* Task to carry out: For the entries presented below, indicate the number of lines that include the word "positive", adding nothing else.

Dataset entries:

┏━━

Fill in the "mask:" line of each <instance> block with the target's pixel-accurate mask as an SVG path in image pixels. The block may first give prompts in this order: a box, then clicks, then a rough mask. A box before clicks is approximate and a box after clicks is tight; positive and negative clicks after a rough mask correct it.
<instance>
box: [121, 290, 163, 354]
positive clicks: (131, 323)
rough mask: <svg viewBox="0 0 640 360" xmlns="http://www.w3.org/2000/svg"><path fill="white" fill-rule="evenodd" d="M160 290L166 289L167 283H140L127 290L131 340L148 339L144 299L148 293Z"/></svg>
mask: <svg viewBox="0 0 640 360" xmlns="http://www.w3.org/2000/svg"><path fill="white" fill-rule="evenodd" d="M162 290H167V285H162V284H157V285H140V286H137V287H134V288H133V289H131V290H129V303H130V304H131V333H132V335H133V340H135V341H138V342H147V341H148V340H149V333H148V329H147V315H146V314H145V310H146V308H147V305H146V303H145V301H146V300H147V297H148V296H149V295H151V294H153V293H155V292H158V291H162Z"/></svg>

┗━━

* Answer section: 2